*Goal 1*
Copy word for word the part of the transmission improvement text below that starts with the words "In a collaborative" and ends with "transmission system needs.".

*Source excerpt*
— Begin —

What drives the need for transmission improvement

Early in our operational existence, we focused on “seams” issues – finding the logical places in our service area to link transmission assets to create a smooth‑flowing electrical highway to serve our customers. Those major, network‑driven projects accounted for significant investment in the build‑out of our 345‑kV system. As we were making our network more interconnected and reliable, we also focused on the life‑cycle maintenance of our existing assets, focusing on an asset management strategy to complement and create synergies with our network additions.

Today, our effective management of transmission components complements our planning strategy for electric reliability and economic benefits.

In a collaborative process, our asset management and planning teams work with other functional groups and stakeholders to achieve the best solutions to transmission system needs.

Asset management staff monitor the system through maintenance and inspection programs to identify issues related to equipment performance or condition. Equipment needing attention is discussed with planning to determine if other reliability needs exist on a line or within the geographic area. Projects are evaluated using various options to determine the best means of maintaining reliability.

— End —

*Task inputs*
— Begin —

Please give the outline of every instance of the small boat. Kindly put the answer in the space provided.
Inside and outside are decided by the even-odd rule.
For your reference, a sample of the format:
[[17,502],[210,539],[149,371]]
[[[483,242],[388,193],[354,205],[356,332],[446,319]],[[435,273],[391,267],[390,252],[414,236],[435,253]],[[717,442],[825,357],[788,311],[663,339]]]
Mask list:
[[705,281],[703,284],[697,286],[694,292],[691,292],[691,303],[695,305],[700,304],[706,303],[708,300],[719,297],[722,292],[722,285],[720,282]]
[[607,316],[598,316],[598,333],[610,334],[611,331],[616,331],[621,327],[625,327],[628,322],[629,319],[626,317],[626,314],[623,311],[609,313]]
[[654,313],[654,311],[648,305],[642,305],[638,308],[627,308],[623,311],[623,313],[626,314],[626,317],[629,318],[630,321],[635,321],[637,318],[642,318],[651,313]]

— End —
— Begin —

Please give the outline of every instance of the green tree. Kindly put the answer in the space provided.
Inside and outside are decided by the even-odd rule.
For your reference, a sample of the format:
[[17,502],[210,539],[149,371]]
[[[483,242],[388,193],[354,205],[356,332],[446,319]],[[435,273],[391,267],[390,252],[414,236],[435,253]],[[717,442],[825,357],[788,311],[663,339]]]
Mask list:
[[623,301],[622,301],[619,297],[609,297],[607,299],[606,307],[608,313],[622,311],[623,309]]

— End —
— Begin —

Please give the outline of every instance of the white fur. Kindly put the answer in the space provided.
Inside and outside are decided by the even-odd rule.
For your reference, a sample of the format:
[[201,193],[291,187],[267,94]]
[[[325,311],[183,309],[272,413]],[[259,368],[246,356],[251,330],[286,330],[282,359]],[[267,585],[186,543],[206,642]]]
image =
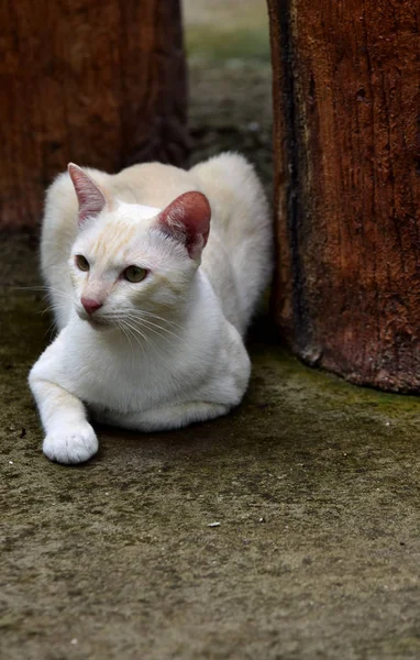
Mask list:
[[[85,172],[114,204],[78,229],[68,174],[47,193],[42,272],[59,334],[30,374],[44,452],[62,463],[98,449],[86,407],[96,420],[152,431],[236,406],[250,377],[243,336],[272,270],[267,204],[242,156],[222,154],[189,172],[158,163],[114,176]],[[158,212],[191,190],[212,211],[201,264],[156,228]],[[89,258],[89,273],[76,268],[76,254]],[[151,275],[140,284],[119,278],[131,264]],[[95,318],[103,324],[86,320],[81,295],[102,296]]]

— End —

*Goal 2*
Identify each line in the rows above that contains the string "space", matching case exactly.

*Task result 1*
In a collaborative process, our asset management and planning teams work with other functional groups and stakeholders to achieve the best solutions to transmission system needs.

*Task result 2*
Please give the outline of every instance of the small boat. Kindly put the answer in the space provided.
Please give the outline of every instance of the green tree. Kindly put the answer in the space provided.
Please give the outline of every instance of the white fur. Kindly put the answer in the space provided.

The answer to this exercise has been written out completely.